> SET EXERCISE
Count the lines in the data below that contain the string "Target". Case counts. Reply with the number only.

> PROVIDED DATA

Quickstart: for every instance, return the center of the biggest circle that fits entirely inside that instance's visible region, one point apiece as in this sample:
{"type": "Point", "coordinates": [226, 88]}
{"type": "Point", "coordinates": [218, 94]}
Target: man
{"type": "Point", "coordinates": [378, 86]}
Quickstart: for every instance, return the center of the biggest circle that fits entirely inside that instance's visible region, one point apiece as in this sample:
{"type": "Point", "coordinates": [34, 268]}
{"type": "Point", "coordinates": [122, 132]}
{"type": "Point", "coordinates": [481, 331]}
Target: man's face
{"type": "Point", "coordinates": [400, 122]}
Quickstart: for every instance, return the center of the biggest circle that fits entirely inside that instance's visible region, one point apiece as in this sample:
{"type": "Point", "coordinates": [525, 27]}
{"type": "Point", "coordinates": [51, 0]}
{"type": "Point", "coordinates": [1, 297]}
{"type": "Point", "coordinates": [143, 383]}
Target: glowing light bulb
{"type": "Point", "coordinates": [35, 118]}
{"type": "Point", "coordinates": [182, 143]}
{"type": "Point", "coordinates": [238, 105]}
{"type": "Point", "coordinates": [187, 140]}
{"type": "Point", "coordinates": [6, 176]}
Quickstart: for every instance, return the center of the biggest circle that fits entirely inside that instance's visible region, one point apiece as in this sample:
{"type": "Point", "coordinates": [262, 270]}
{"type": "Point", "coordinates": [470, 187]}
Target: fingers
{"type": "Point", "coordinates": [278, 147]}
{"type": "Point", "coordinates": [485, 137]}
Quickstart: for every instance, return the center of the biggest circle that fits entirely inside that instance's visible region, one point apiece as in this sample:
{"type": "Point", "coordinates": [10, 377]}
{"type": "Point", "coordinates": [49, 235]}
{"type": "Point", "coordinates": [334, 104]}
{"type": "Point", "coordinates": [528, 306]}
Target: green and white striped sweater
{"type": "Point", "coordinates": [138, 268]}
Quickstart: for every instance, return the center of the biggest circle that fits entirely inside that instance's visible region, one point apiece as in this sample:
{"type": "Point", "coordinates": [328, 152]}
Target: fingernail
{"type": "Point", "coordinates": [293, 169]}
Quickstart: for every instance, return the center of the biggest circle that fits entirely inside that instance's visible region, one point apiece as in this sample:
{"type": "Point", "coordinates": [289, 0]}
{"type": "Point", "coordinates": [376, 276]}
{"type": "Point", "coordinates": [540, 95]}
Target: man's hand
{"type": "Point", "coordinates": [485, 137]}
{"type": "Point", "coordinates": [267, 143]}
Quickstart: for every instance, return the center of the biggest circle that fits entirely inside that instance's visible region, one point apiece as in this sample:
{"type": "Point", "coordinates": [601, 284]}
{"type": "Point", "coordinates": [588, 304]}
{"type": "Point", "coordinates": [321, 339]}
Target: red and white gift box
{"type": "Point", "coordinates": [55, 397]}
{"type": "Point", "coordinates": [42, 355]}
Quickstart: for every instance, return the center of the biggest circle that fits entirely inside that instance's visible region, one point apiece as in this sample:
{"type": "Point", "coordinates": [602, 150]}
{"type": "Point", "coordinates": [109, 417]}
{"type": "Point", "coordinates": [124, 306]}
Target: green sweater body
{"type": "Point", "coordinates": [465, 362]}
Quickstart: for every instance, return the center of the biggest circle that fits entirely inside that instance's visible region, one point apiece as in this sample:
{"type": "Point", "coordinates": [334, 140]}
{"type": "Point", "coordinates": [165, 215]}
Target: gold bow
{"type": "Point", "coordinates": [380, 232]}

> WRITTEN SOLUTION
10